The task: For the data below, please report each line where the word "then" is found.

Supplied material:
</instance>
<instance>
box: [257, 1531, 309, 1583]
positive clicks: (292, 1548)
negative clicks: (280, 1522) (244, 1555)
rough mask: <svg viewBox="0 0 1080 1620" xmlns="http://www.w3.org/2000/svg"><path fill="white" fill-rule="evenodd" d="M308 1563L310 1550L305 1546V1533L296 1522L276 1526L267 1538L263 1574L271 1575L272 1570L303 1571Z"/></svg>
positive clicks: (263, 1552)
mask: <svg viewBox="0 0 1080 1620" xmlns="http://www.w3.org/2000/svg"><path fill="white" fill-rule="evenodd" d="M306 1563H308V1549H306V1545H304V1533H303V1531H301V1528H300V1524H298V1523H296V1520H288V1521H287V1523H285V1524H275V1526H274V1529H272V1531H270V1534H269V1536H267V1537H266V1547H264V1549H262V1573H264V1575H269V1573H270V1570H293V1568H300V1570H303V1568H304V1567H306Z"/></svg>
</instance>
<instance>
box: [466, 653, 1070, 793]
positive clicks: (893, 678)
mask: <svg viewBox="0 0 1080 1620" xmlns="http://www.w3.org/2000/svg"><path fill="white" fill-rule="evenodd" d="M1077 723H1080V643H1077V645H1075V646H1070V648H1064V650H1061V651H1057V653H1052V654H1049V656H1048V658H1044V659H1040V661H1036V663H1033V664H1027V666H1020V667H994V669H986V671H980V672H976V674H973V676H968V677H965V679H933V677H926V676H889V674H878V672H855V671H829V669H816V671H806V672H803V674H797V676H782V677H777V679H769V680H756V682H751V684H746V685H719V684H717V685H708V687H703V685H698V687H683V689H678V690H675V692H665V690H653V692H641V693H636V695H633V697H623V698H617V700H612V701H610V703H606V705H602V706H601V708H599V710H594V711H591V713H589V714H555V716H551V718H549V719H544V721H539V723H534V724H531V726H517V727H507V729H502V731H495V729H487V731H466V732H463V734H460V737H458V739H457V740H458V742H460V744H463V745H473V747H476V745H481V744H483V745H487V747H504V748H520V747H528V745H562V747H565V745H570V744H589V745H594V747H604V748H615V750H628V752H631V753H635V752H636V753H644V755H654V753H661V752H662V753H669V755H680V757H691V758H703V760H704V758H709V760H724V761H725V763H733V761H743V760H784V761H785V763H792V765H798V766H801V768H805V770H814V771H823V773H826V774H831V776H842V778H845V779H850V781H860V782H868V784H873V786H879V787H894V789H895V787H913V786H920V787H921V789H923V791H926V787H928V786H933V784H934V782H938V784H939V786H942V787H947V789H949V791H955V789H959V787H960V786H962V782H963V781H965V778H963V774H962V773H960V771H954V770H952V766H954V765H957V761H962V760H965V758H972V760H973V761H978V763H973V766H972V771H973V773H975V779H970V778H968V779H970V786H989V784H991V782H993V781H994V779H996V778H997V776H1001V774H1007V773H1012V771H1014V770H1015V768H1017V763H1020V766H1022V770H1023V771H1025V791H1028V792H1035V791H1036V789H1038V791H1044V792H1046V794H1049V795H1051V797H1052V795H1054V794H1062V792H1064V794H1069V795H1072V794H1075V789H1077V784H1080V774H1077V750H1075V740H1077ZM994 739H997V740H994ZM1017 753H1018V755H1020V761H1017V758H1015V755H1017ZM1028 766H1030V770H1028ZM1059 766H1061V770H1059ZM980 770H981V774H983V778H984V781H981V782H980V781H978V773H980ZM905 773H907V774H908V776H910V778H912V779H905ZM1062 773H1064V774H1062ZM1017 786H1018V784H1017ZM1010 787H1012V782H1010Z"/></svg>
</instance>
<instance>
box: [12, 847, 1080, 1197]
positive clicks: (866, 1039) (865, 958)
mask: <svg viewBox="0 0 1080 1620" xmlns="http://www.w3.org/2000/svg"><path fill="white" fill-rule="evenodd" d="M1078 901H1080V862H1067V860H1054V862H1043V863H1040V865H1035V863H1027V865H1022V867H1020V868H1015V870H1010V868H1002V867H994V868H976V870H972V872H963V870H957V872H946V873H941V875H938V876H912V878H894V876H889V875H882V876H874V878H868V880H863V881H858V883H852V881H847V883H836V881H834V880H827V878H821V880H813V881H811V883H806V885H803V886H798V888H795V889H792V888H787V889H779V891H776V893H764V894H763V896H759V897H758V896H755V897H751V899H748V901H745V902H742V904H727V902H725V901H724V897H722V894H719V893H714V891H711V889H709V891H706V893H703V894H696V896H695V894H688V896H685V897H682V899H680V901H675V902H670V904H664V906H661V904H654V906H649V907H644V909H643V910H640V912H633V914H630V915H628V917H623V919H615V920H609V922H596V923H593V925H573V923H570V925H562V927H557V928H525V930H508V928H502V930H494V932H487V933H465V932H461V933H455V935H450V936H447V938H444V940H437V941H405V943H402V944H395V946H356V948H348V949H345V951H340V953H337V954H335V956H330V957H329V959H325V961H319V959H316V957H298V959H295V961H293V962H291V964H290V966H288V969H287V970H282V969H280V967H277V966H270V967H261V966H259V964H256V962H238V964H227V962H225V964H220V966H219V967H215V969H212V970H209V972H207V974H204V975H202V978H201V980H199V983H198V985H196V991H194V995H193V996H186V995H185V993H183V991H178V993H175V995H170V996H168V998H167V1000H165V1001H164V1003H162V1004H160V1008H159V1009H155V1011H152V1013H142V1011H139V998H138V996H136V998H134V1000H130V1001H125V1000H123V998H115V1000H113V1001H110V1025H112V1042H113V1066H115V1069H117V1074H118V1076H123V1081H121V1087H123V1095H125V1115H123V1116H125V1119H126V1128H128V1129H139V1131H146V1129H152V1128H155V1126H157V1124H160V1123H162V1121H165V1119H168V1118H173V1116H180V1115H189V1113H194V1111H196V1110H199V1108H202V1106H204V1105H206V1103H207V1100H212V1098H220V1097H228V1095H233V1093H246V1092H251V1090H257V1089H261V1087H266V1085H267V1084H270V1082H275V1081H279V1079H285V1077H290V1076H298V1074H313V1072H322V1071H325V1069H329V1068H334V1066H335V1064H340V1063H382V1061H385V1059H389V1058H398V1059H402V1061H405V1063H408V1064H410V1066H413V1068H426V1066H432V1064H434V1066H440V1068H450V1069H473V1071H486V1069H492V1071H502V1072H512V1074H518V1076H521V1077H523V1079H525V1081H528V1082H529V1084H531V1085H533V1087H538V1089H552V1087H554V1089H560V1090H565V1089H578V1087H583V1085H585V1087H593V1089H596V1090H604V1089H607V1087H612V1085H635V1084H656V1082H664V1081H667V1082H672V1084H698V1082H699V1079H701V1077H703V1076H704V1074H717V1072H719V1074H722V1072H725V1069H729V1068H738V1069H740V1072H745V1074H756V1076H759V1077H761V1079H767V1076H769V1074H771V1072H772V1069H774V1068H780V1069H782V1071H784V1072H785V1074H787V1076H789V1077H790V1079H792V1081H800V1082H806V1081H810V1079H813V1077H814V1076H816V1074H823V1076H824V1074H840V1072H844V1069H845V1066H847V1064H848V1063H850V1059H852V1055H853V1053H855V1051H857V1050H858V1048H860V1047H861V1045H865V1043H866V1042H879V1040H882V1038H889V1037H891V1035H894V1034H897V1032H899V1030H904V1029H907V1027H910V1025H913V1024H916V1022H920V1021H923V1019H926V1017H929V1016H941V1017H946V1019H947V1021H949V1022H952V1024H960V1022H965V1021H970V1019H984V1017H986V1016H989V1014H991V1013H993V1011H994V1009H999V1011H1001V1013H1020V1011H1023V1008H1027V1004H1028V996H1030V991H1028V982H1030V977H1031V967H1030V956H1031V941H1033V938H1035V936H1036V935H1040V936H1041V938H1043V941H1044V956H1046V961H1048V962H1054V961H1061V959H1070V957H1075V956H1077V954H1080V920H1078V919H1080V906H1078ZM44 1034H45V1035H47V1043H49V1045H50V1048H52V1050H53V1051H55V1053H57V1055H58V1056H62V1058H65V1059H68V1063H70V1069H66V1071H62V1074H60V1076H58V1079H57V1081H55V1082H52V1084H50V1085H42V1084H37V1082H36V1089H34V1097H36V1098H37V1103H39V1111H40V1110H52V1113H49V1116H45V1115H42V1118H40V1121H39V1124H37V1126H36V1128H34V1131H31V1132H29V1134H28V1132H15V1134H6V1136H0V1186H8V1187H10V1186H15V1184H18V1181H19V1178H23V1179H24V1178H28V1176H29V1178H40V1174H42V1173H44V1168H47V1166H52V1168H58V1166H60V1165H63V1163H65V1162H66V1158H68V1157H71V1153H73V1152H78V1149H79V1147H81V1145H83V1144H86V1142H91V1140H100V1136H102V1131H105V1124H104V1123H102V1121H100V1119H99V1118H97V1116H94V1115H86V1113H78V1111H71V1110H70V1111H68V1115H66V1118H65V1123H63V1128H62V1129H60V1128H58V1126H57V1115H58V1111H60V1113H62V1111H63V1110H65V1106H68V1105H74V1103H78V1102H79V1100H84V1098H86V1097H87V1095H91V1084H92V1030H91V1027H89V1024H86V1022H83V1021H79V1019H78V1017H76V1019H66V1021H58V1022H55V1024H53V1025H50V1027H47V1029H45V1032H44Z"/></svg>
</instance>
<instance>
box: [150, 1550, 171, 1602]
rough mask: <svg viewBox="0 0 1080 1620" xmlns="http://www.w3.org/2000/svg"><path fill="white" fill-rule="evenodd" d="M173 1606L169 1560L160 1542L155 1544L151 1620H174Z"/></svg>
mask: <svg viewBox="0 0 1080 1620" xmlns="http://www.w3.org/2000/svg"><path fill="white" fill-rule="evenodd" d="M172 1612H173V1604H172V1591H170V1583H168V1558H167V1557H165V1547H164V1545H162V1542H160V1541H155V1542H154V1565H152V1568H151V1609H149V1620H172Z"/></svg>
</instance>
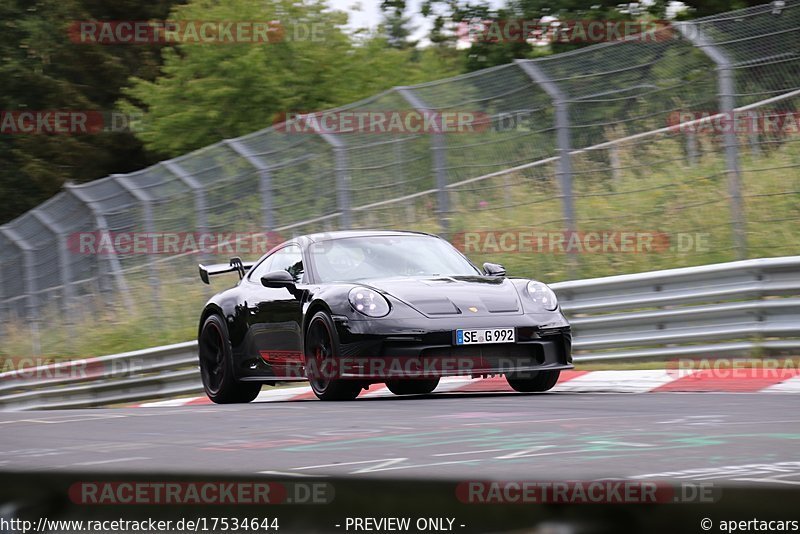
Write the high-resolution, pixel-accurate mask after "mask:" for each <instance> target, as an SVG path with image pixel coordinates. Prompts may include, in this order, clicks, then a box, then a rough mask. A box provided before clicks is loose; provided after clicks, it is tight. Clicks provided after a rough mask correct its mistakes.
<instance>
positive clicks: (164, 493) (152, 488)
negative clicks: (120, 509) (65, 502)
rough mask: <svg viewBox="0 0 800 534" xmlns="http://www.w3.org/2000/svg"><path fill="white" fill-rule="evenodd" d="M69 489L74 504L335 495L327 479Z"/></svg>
mask: <svg viewBox="0 0 800 534" xmlns="http://www.w3.org/2000/svg"><path fill="white" fill-rule="evenodd" d="M68 493H69V498H70V500H71V501H72V502H73V503H74V504H84V505H120V504H123V505H124V504H129V505H137V504H149V505H152V504H159V505H217V504H223V505H231V504H261V505H263V504H302V505H309V504H330V503H331V502H333V499H334V488H333V485H332V484H330V483H328V482H271V481H253V482H247V481H245V482H242V481H239V482H220V481H213V482H210V481H209V482H172V481H139V480H132V481H127V482H126V481H112V482H76V483H75V484H73V485H72V486H70V488H69V492H68Z"/></svg>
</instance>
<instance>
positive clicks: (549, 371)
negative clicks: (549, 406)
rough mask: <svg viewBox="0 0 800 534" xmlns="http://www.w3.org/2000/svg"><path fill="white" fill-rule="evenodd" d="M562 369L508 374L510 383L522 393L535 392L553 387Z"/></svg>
mask: <svg viewBox="0 0 800 534" xmlns="http://www.w3.org/2000/svg"><path fill="white" fill-rule="evenodd" d="M560 374H561V371H535V372H533V373H524V374H517V375H513V374H511V375H506V380H507V381H508V385H509V386H511V388H512V389H513V390H514V391H519V392H520V393H534V392H537V391H539V392H540V391H547V390H550V389H553V386H555V385H556V382H558V376H559V375H560Z"/></svg>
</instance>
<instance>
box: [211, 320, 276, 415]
mask: <svg viewBox="0 0 800 534" xmlns="http://www.w3.org/2000/svg"><path fill="white" fill-rule="evenodd" d="M197 345H198V356H199V359H200V377H201V378H202V380H203V389H204V390H205V392H206V395H207V396H208V398H209V399H211V400H212V401H213V402H214V403H216V404H238V403H246V402H250V401H252V400H253V399H255V398H256V397H257V396H258V393H259V392H260V391H261V384H260V383H259V382H240V381H239V380H236V377H235V376H234V373H233V355H232V354H233V351H232V349H231V341H230V337H229V336H228V326H227V325H226V324H225V321H224V320H223V319H222V318H221V317H220V316H219V315H211V316H209V317H208V318H207V319H206V320H205V322H204V323H203V328H202V329H201V330H200V337H199V338H198V340H197Z"/></svg>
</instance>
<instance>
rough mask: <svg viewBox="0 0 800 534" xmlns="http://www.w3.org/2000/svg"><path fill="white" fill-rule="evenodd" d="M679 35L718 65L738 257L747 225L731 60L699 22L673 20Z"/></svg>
mask: <svg viewBox="0 0 800 534" xmlns="http://www.w3.org/2000/svg"><path fill="white" fill-rule="evenodd" d="M676 26H677V28H678V31H679V32H680V33H681V35H682V36H683V37H684V38H685V39H686V40H687V41H689V42H690V43H692V44H693V45H694V46H696V47H697V48H699V49H700V50H701V51H702V52H703V53H704V54H705V55H706V56H708V58H709V59H710V60H711V61H713V62H714V64H715V65H716V66H717V80H718V89H717V91H718V95H717V96H718V97H719V107H720V110H719V111H720V113H723V114H724V115H723V116H724V117H725V118H724V119H723V121H724V122H725V123H726V124H727V126H728V127H727V128H725V131H724V132H723V142H724V144H725V162H726V167H727V174H728V196H729V197H730V210H731V226H732V229H733V240H734V246H735V248H736V256H737V258H738V259H743V258H746V257H747V229H746V226H745V217H744V204H743V202H742V173H741V168H740V166H739V146H738V141H737V139H736V129H735V128H734V125H735V122H736V118H735V117H734V109H735V108H736V89H735V86H736V82H735V79H734V70H733V62H732V61H731V59H730V58H729V57H728V55H727V54H726V53H725V52H724V51H723V50H722V49H721V48H720V47H718V46H716V45H715V44H714V42H713V41H711V39H709V38H708V37H706V35H705V34H704V33H703V32H702V30H701V29H700V27H699V26H697V25H696V24H693V23H690V22H680V23H677V24H676Z"/></svg>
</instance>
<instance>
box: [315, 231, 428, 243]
mask: <svg viewBox="0 0 800 534" xmlns="http://www.w3.org/2000/svg"><path fill="white" fill-rule="evenodd" d="M401 235H426V236H432V237H438V236H437V235H435V234H429V233H426V232H414V231H410V230H337V231H335V232H319V233H316V234H308V235H304V236H302V237H303V238H305V239H308V240H309V241H310V242H312V243H316V242H320V241H332V240H334V239H347V238H351V237H377V236H401Z"/></svg>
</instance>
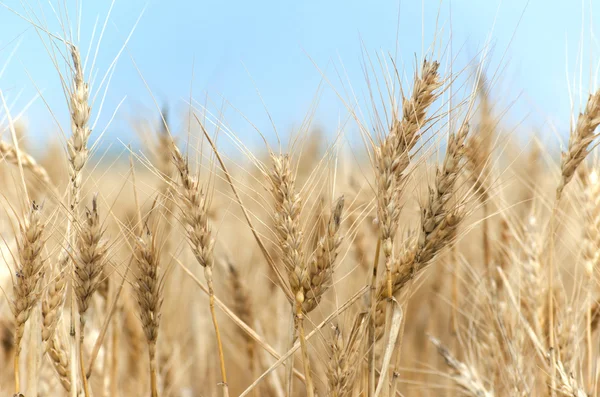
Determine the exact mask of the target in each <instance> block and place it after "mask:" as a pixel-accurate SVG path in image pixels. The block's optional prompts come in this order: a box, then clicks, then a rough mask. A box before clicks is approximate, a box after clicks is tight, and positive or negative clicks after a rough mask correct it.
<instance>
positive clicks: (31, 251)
mask: <svg viewBox="0 0 600 397" xmlns="http://www.w3.org/2000/svg"><path fill="white" fill-rule="evenodd" d="M40 211H41V210H40V207H39V206H38V205H37V204H36V203H35V202H34V203H32V205H31V208H30V209H29V212H28V214H27V215H26V217H25V219H24V221H23V222H22V223H20V225H19V226H20V237H19V239H18V241H17V251H18V264H17V269H16V279H15V278H12V280H13V293H14V301H13V305H12V310H13V315H14V318H15V336H14V343H15V358H14V371H15V393H16V394H19V392H20V388H21V386H20V378H19V356H20V353H21V341H22V339H23V333H24V332H25V324H26V323H27V320H29V317H30V315H31V313H32V311H33V310H34V308H35V306H36V305H37V303H38V300H39V298H40V294H41V291H40V288H41V285H40V284H41V280H42V279H43V276H44V270H45V269H44V258H43V257H42V249H43V248H44V244H45V240H44V227H45V224H44V223H43V222H42V220H41V213H40Z"/></svg>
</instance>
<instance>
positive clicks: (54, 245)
mask: <svg viewBox="0 0 600 397" xmlns="http://www.w3.org/2000/svg"><path fill="white" fill-rule="evenodd" d="M31 23H32V27H33V28H34V29H35V30H36V31H37V32H38V33H39V35H40V36H44V35H46V36H47V37H48V40H49V42H50V45H49V46H48V47H47V48H48V54H49V55H50V59H51V60H52V61H53V64H54V66H55V67H56V69H57V70H58V71H59V73H58V78H60V80H61V83H62V86H63V88H64V93H65V99H66V101H65V102H64V103H62V104H60V103H58V104H52V106H53V107H61V106H62V107H63V108H64V109H65V111H67V110H68V114H69V118H70V123H69V125H67V126H64V127H63V128H61V132H62V134H57V137H54V139H53V138H52V137H48V138H46V141H47V142H48V144H47V145H45V149H44V151H43V152H39V153H35V154H34V151H32V150H30V147H31V145H30V141H31V139H32V137H33V136H34V135H33V133H32V134H28V133H29V132H30V131H27V129H26V128H25V127H24V124H23V123H21V122H20V120H19V118H17V117H14V115H11V112H10V111H9V108H8V106H7V101H6V99H5V96H4V94H2V96H1V99H2V111H1V112H0V113H2V116H3V119H2V120H3V121H2V124H1V126H0V127H1V128H2V139H1V140H0V155H1V160H2V161H1V163H0V177H1V178H2V179H1V180H2V184H1V185H0V186H2V188H1V190H0V202H1V207H2V211H1V215H0V218H1V219H0V227H1V229H0V236H1V241H0V245H1V249H0V252H1V253H2V256H1V262H2V266H1V267H2V272H1V277H0V283H1V284H0V286H1V287H2V295H1V299H0V340H1V343H0V393H1V394H2V395H7V396H8V395H11V396H16V397H21V396H24V397H37V396H40V397H41V396H72V397H77V396H85V397H89V396H94V395H95V396H111V397H112V396H144V395H150V396H152V397H157V396H163V397H168V396H173V397H178V396H181V397H187V396H224V397H227V396H254V397H257V396H273V397H284V396H285V397H291V396H310V397H314V396H335V397H341V396H349V397H359V396H360V397H363V396H364V397H377V396H386V397H387V396H473V397H491V396H516V397H518V396H522V397H525V396H569V397H584V396H597V395H600V391H599V382H598V381H599V379H600V329H599V328H600V327H599V324H600V278H599V276H600V178H599V176H600V175H599V173H600V162H598V161H597V160H596V159H597V155H596V154H595V144H596V142H597V140H596V136H597V135H596V134H597V132H596V129H597V127H598V125H599V124H600V90H598V87H593V86H590V87H586V88H585V89H583V91H585V92H587V93H588V94H587V95H585V96H584V98H583V99H582V101H581V102H582V103H581V105H580V107H579V108H580V110H576V111H574V114H573V117H572V122H571V123H570V124H571V127H570V131H568V144H565V145H563V146H562V150H560V156H559V155H558V154H559V151H558V150H556V149H557V147H558V145H557V147H556V148H555V147H553V146H551V145H544V144H542V142H541V141H540V140H538V139H536V138H535V136H534V137H533V138H524V135H520V134H514V133H511V128H510V126H509V125H508V123H507V121H505V119H504V118H503V115H504V114H505V110H504V109H502V108H501V106H500V105H499V104H498V103H497V101H496V100H495V99H494V98H495V94H494V87H495V85H494V83H495V82H496V81H497V78H495V77H494V74H493V73H489V70H488V69H487V68H486V67H485V61H486V59H485V57H479V58H477V59H474V60H473V61H472V62H471V64H469V65H468V66H466V67H464V68H462V69H459V68H458V67H456V66H455V65H454V63H453V59H452V57H450V56H449V54H448V52H447V47H445V46H443V45H439V46H432V47H431V48H432V49H431V50H429V51H426V53H425V54H422V55H420V56H417V57H415V58H414V59H415V60H414V61H412V62H405V63H404V64H401V63H400V62H397V60H396V59H395V58H394V57H392V56H387V54H386V55H384V56H380V55H377V56H374V57H369V56H368V57H367V58H366V61H365V65H369V66H365V71H366V72H365V76H366V80H367V82H368V84H367V85H368V87H369V89H368V94H367V95H365V97H366V98H367V101H363V102H360V103H361V107H359V106H357V104H358V103H359V101H358V100H355V101H353V100H351V99H350V98H356V97H355V96H353V95H349V96H344V95H341V93H340V95H338V96H339V99H340V101H341V102H343V103H344V104H345V105H346V108H347V113H348V114H347V117H346V121H345V122H344V123H341V124H340V125H341V127H338V128H337V129H334V130H332V131H329V132H327V133H319V132H318V131H317V129H316V128H314V127H313V123H312V121H313V119H312V113H310V112H309V115H308V116H307V118H306V120H305V121H304V122H303V123H302V124H301V126H300V128H298V129H296V130H294V131H293V132H291V133H290V134H289V137H283V136H282V134H279V133H278V132H276V131H277V127H276V126H274V128H273V130H274V131H275V133H273V132H267V131H260V130H258V129H253V132H252V134H253V136H254V137H255V139H253V142H260V145H259V146H256V145H255V144H251V143H250V142H247V141H244V139H242V138H241V137H240V135H238V134H236V132H235V131H233V130H232V129H231V128H229V124H228V122H227V120H225V119H224V118H223V117H221V116H220V114H219V113H218V112H211V111H209V110H207V107H204V106H199V105H198V106H196V104H198V102H194V101H191V102H190V103H188V104H187V105H186V106H185V107H186V112H185V116H182V118H185V119H186V120H185V122H184V123H181V125H182V126H183V127H181V128H178V129H177V130H176V129H175V128H173V127H172V125H173V123H172V119H171V118H172V117H173V116H171V117H167V113H166V111H161V109H160V108H159V107H158V106H157V108H156V112H155V114H154V116H153V117H154V120H156V122H154V123H150V124H144V128H138V130H139V131H138V132H139V134H138V136H139V137H140V138H141V139H140V142H139V143H140V144H139V147H138V146H135V147H134V146H129V145H124V144H123V143H122V141H121V142H120V143H119V144H118V145H116V146H119V148H118V149H113V150H117V151H118V152H119V153H120V155H119V156H117V159H116V160H115V159H114V158H115V157H114V156H113V157H110V156H104V154H103V153H102V151H101V150H100V149H99V147H100V144H99V143H100V142H101V141H102V140H103V139H108V138H104V137H103V133H100V131H101V130H102V128H101V127H96V126H95V122H94V121H93V120H95V119H96V118H95V115H96V114H97V113H98V112H100V108H101V107H102V105H101V104H100V101H99V100H98V94H97V92H95V91H94V89H93V87H94V85H93V84H92V82H91V80H92V76H93V75H94V74H93V71H92V70H90V68H88V67H87V66H86V65H89V64H88V54H87V53H82V51H84V50H82V48H80V46H79V45H77V43H75V41H74V40H70V39H69V37H71V35H69V34H67V33H65V35H63V36H60V35H55V34H52V33H50V32H48V31H47V30H45V29H43V28H42V27H41V26H39V25H37V24H35V23H34V22H31ZM438 44H439V43H438ZM324 80H326V81H328V80H327V79H326V78H324ZM100 86H102V84H100ZM106 86H108V85H106ZM332 86H333V84H332ZM148 88H149V91H150V93H151V87H148ZM338 92H341V90H340V91H338ZM0 93H1V91H0ZM42 98H43V96H42ZM365 104H366V105H365ZM23 117H26V115H25V116H23ZM245 117H246V118H247V120H249V124H250V125H251V126H253V125H252V123H251V119H252V116H251V115H245ZM566 124H568V121H567V122H566ZM132 129H136V127H135V126H134V127H132ZM566 133H567V131H565V134H564V136H565V137H566V136H567V134H566ZM515 135H517V136H515ZM548 135H549V133H547V135H546V136H548ZM275 136H276V138H275ZM352 136H354V137H355V138H358V139H353V141H354V142H356V141H359V142H361V143H360V144H358V145H354V146H352V149H349V148H348V146H349V145H348V142H349V141H351V140H352V139H351V137H352ZM232 153H234V154H232Z"/></svg>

Task solution:
Write the high-resolution, pixel-accurate mask after "mask:" for each <instance> target, as an SVG path with image pixel coordinates. Prompts may include, in this order, clicks, then a box, then a rough mask. A box provided before clicks is loose; provided after clicks, it is tight. Clicks provided after a rough mask correct its mistakes.
Determine the exact mask of the target in each <instance> block and place it after "mask:" as a pixel-accurate SVG path in image pixels. The block's optional prompts come in this order: a box, then clicks, then a rough mask. A box before clicks is approximate, a box after clicks is tight, and positive or negative clicks after a rough mask correct it.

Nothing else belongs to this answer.